--- TASKS TO CARRY OUT ---
1. Answer these from the commentary on Kevin McCarthy and Greene:
(a) Which two mass school shootings does it say were called "false flag" operations?
(b) Who does it say should take "a bullet in the head," according to the suggestion it describes?
(c) What action does it say McCarthy refused to take against Greene?
2. In one to three sentences, state the reason the commentary on Kevin McCarthy and Greene gives for McCarthy's refusal to act against her.
3. Extend the commentary on Kevin McCarthy and Greene past its final sentence.

--- EXTRACT PROVIDED ---

***

It was oh so predictable yesterday that gutless husk Kevin McCarthy, ostensibly the House GOP “leader,” failed to take any action against the newly elected QAnon loon who refuses to publicly renounce her suggestion that Nancy Pelosi should take “a bullet in the head,” or her belief that a 9/11 plane never hit the Pentagon, or her conviction that mass school shootings like Parkland and Sandy Hook were “false flag” operations staged by gun control activists, or a host of other conspiratorial idiocies that I’m too sickened to list.

McCarthy refused to revoke Greene’s committee assignments because he knows that nutjobs like her are now quite numerous within the Republican base. They’re seriously infecting the GOP from within, but hey, the GOP needs their votes. Most importantly, the Greene gang is just a more extreme version of the daft Republican mindset – the party’s longstanding stew of white grievance, baseless paranoia, and fear of factual reality.

***

--- PROVIDED DATA ---
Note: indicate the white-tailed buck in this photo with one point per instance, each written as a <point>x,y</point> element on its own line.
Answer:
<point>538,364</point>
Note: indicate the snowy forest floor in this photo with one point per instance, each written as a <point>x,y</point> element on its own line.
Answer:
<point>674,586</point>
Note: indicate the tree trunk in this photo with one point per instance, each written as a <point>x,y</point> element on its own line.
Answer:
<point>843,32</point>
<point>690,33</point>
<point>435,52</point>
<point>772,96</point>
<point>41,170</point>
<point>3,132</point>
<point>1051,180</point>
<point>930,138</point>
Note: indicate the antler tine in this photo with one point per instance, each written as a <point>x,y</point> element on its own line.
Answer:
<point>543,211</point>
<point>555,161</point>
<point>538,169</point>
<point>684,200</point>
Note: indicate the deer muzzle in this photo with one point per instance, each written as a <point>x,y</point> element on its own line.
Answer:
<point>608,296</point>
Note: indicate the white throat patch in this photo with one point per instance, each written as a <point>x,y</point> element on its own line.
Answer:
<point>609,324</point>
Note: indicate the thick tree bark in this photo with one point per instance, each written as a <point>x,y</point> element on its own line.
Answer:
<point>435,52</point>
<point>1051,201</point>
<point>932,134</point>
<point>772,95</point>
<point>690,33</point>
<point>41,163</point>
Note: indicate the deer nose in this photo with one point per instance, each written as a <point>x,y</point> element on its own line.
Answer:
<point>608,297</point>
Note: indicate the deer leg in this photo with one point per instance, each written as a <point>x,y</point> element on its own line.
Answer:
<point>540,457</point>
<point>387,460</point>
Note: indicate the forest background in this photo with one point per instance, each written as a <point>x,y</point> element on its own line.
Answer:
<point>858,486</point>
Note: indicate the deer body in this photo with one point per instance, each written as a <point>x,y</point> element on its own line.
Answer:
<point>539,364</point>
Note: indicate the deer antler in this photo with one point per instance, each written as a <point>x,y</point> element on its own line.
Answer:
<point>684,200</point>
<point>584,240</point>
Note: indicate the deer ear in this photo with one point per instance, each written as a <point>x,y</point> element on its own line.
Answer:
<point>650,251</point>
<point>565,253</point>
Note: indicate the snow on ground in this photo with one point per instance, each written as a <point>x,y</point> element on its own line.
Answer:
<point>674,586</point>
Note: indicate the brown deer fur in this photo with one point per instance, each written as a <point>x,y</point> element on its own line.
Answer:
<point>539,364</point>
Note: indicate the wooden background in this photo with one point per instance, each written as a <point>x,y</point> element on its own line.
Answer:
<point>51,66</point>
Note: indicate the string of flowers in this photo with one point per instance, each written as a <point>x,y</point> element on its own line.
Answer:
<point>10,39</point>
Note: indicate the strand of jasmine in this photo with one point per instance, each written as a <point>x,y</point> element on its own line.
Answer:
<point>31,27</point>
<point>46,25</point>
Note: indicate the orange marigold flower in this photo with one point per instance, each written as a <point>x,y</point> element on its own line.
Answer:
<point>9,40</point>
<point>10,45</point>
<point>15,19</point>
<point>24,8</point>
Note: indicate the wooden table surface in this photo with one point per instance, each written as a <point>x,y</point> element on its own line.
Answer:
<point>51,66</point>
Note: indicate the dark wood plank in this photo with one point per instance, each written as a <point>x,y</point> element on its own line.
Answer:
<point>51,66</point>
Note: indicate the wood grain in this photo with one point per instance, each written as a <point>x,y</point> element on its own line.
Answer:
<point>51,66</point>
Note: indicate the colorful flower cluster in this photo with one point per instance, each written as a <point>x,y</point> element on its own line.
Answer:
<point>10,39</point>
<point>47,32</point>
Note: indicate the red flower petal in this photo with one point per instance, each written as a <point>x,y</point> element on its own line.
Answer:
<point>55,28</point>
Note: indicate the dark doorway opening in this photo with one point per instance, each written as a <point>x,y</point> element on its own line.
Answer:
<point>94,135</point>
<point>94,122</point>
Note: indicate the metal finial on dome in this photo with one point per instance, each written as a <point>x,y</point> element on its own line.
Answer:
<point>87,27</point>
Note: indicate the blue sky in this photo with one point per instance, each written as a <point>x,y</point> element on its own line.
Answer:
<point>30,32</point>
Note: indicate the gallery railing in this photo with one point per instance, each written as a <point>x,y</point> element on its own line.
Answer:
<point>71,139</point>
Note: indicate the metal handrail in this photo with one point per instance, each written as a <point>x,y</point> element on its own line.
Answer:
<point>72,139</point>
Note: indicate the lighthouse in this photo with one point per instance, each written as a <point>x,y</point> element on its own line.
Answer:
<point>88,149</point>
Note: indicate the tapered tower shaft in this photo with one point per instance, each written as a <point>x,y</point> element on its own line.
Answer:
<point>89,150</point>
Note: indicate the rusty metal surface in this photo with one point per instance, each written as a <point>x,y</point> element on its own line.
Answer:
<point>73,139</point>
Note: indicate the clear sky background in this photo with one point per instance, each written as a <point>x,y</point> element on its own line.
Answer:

***

--- YOUR RESPONSES ---
1.
(a) Parkland and Sandy Hook.
(b) Nancy Pelosi.
(c) He refused to revoke her committee assignments.

2. McCarthy knows that people like Greene are now quite numerous within the Republican base. Although they are infecting the GOP from within, the party needs their votes.

3.
Let’s face it, if someone smokes four packs of cigarettes a day for decades, the odds of getting really sick go up. If you get my drift.

The GOP has long flirted with white supremacists, pursued racist policies (starting with vote suppression), nurtured conservative media liars like Rush Limbaugh, waged war based on serial lies (Saddam has weapons of mass destruction! Saddam conspired with Osama bin Laden!), and most recently, if memory serves, they relentlessly indulged the most toxic fantasist who ever failed upwards to the White House. Just a few weeks ago, in fact, most GOPers in Capitol Hill bonded with Greene in their shared delusional belief that President Biden somehow stole the ’20 election.

On the Senate side, GOP leader Mitch McConnell is currently in high dudgeon, calling Greene a “cancer” on the party, lamenting that she “is not living in reality.” This is the same guy who’d just spent four years fleeing reality – staying mute while his president sided with Russia against our intelligence agencies, hyped quack cures for Covid, and lied multiple times a day.

As Republican Sen. Ben Sasse wrote 10 days after the insurrectionist attack, Greene and her QAnon friends are not merely “a few bad apples.” In truth, they signify “the blossoming of a rotten seed that took root in the Republican party some time ago and has been nourished by treachery, poor political judgment, and cowardice.”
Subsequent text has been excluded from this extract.